*** Data extract ***
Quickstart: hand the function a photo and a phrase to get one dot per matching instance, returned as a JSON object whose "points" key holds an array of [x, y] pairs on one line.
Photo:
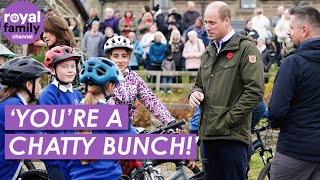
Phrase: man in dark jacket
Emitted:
{"points": [[295, 103], [228, 87]]}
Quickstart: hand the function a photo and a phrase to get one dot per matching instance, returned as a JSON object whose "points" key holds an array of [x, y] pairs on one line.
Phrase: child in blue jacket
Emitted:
{"points": [[21, 80], [62, 60], [100, 75]]}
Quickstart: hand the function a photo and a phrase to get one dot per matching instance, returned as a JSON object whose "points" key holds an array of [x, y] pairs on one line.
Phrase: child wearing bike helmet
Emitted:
{"points": [[21, 79], [100, 75], [62, 61], [118, 49]]}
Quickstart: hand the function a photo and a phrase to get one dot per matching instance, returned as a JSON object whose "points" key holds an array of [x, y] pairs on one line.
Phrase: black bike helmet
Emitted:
{"points": [[19, 70]]}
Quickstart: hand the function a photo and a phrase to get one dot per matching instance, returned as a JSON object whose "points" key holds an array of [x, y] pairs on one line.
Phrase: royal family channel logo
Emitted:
{"points": [[22, 22]]}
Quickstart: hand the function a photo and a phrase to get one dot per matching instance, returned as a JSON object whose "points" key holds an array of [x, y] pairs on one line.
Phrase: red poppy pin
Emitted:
{"points": [[229, 55]]}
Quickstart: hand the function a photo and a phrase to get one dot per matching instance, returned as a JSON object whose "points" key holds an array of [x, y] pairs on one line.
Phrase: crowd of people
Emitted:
{"points": [[228, 90]]}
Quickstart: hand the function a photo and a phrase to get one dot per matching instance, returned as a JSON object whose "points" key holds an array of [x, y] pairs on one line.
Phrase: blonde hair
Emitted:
{"points": [[90, 98], [171, 37]]}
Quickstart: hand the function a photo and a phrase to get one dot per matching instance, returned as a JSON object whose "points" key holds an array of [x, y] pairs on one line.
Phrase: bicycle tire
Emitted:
{"points": [[35, 174], [265, 172], [172, 164]]}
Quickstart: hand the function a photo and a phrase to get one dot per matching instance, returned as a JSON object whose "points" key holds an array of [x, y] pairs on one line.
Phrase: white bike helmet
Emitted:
{"points": [[118, 42]]}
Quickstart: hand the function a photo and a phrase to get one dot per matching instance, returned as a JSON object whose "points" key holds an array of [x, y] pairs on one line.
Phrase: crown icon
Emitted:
{"points": [[14, 17]]}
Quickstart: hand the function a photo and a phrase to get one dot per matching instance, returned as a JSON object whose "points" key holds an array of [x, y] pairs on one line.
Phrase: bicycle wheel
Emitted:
{"points": [[168, 167], [265, 172], [35, 174]]}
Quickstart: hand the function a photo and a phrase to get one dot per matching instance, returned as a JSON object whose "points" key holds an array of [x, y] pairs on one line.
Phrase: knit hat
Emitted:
{"points": [[156, 8]]}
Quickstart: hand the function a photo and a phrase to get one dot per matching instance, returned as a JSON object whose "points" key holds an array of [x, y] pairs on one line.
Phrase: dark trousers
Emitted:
{"points": [[224, 159]]}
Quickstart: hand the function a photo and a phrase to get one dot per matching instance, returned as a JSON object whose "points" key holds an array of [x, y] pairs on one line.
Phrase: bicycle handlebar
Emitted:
{"points": [[159, 130]]}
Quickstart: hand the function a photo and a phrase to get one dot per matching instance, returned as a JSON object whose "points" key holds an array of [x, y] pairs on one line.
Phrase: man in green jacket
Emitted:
{"points": [[228, 87]]}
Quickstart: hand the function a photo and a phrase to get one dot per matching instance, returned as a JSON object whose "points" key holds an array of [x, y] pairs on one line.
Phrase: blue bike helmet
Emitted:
{"points": [[99, 71]]}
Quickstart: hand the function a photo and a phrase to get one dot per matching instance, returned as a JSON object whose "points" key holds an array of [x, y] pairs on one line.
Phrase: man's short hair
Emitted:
{"points": [[306, 13]]}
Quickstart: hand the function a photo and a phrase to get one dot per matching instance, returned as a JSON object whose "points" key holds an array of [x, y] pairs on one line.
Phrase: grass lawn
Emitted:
{"points": [[181, 96]]}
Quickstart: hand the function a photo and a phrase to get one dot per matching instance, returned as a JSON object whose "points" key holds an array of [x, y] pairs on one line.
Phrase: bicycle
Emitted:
{"points": [[153, 169], [259, 145]]}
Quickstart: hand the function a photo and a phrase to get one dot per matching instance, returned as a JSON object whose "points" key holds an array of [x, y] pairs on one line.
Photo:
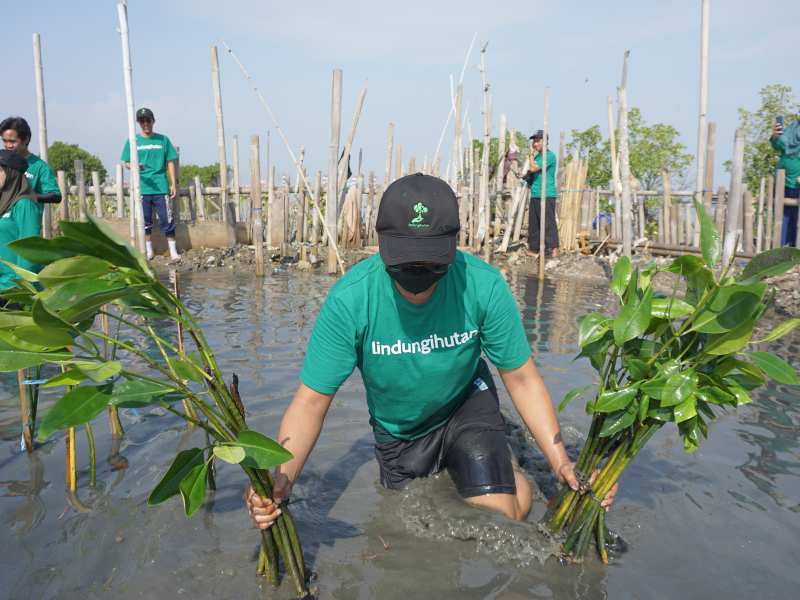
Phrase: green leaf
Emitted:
{"points": [[616, 400], [260, 451], [12, 360], [617, 421], [76, 407], [169, 485], [621, 276], [230, 454], [679, 387], [732, 305], [770, 263], [193, 489], [136, 393], [591, 328], [779, 331], [634, 318], [571, 395], [69, 377], [775, 368], [670, 308], [686, 409], [730, 342], [710, 244], [75, 267]]}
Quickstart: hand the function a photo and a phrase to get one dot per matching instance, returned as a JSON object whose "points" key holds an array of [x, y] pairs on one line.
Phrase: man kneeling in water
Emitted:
{"points": [[415, 319]]}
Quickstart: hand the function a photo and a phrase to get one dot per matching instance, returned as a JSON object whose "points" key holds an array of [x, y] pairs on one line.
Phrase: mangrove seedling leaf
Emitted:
{"points": [[621, 276], [169, 485], [230, 454], [770, 263], [616, 400], [679, 387], [193, 489], [779, 331], [76, 407], [710, 244], [634, 318], [775, 368], [260, 451]]}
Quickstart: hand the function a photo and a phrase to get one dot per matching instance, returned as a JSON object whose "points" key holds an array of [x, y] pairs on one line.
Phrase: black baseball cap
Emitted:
{"points": [[417, 221], [145, 113]]}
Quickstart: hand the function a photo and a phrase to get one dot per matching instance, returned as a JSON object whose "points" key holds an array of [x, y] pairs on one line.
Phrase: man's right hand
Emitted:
{"points": [[265, 511]]}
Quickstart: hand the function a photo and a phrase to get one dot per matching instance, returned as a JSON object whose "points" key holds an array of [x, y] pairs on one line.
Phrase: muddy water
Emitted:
{"points": [[721, 522]]}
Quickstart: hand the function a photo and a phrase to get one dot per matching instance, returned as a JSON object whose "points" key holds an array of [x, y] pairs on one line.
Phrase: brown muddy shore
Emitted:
{"points": [[573, 265]]}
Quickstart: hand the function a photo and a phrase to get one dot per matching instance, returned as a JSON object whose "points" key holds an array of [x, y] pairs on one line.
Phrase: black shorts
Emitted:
{"points": [[471, 446]]}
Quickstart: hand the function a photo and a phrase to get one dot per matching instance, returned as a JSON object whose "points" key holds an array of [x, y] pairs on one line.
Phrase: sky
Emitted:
{"points": [[405, 52]]}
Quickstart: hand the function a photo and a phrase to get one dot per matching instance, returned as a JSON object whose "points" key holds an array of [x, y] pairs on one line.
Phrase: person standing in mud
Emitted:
{"points": [[157, 158], [16, 135], [416, 319], [534, 176]]}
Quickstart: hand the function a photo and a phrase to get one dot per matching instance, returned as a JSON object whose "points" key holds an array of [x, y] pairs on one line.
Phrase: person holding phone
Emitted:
{"points": [[786, 141]]}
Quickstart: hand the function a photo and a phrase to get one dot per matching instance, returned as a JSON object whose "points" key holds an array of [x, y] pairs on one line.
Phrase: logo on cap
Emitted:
{"points": [[417, 222]]}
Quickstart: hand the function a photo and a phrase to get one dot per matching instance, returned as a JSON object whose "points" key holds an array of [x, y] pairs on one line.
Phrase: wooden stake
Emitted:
{"points": [[137, 237], [255, 203]]}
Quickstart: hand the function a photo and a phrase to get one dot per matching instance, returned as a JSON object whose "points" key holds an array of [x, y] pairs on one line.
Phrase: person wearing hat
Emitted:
{"points": [[16, 135], [157, 158], [20, 217], [534, 175], [416, 319]]}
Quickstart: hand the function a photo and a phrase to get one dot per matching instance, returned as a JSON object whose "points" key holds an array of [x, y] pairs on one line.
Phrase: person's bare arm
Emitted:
{"points": [[300, 428], [532, 401]]}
*** End of Data extract ***
■ **Your instructions**: Report the number of lines in the material above holding the word "blue", without anything else.

■ **Response to this exercise**: 2